**Instructions to follow:**
Reproduce verbatim the rows below, beginning with the line that contains "TARGET: white plaster wall" and continuing through the end of the rows, including both of those lines.

***** Data excerpts *****

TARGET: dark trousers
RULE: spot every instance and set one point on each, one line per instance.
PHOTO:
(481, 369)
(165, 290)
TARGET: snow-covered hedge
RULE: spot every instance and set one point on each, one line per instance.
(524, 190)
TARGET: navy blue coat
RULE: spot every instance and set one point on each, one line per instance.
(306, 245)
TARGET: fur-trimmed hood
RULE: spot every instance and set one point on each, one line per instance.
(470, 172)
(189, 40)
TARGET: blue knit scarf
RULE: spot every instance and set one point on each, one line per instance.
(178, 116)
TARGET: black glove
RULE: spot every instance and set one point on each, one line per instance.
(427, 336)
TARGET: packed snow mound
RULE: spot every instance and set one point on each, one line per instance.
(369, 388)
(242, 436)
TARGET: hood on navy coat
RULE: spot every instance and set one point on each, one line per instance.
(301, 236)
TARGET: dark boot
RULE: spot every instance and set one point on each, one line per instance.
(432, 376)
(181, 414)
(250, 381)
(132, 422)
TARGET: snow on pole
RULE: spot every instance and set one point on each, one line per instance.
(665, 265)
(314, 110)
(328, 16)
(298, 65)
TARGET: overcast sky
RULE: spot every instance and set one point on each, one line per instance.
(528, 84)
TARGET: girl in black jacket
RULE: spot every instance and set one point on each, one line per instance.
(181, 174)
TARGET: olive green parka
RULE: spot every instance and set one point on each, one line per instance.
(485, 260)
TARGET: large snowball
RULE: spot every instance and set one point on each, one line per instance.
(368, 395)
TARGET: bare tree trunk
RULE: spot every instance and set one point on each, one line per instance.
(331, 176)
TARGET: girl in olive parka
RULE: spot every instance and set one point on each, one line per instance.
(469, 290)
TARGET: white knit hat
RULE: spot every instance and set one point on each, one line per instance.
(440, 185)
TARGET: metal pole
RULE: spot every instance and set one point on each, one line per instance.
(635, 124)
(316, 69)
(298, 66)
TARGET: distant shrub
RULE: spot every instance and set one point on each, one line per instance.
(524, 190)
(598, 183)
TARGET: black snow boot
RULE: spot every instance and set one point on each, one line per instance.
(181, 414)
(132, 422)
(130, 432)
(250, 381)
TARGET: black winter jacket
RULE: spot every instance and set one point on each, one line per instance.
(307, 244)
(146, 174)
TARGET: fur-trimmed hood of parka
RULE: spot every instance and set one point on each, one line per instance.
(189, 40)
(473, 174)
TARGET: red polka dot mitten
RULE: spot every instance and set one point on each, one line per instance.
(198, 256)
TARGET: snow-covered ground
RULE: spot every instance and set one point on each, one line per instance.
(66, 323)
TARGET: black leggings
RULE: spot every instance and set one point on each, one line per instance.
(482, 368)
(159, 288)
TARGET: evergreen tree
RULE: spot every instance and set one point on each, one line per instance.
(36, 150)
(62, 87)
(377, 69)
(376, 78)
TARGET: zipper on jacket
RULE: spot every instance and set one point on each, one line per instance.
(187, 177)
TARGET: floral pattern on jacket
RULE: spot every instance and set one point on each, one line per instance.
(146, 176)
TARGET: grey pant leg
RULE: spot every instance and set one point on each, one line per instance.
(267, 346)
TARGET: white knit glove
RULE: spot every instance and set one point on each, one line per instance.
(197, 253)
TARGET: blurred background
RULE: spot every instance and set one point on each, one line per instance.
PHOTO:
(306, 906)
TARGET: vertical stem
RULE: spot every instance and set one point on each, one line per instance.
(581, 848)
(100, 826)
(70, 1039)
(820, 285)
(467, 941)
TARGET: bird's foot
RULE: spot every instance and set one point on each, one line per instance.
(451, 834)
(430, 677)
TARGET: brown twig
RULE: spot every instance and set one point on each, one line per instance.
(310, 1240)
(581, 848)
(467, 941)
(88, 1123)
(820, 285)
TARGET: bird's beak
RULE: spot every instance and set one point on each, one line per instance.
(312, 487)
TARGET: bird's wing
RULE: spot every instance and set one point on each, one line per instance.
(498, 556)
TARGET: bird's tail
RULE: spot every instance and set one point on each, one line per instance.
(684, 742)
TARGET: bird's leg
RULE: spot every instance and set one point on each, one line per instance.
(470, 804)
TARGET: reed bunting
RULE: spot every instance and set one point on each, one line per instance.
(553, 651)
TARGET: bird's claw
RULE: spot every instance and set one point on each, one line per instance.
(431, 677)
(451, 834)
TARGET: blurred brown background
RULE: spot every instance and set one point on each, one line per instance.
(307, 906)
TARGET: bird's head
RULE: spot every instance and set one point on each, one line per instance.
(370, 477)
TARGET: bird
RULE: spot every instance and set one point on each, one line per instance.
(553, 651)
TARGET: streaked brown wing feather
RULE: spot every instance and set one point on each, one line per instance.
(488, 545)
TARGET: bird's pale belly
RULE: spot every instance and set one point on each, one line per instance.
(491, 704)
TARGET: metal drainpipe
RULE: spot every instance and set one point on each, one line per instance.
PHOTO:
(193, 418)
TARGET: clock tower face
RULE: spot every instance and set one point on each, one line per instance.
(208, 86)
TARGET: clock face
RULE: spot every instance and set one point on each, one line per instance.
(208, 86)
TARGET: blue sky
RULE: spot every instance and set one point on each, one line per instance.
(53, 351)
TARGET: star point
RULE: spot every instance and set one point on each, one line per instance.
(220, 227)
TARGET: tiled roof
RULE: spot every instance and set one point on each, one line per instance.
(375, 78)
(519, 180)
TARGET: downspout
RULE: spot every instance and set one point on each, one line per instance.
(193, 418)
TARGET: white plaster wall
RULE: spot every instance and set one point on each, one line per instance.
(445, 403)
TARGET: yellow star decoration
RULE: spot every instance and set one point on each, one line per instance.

*****

**Expected answer:**
TARGET: white plaster wall
RULE: spot every instance and set one point on each, one line per instance.
(445, 403)
TARGET: yellow star decoration
RULE: spot every instance and set one point on each, one line per instance.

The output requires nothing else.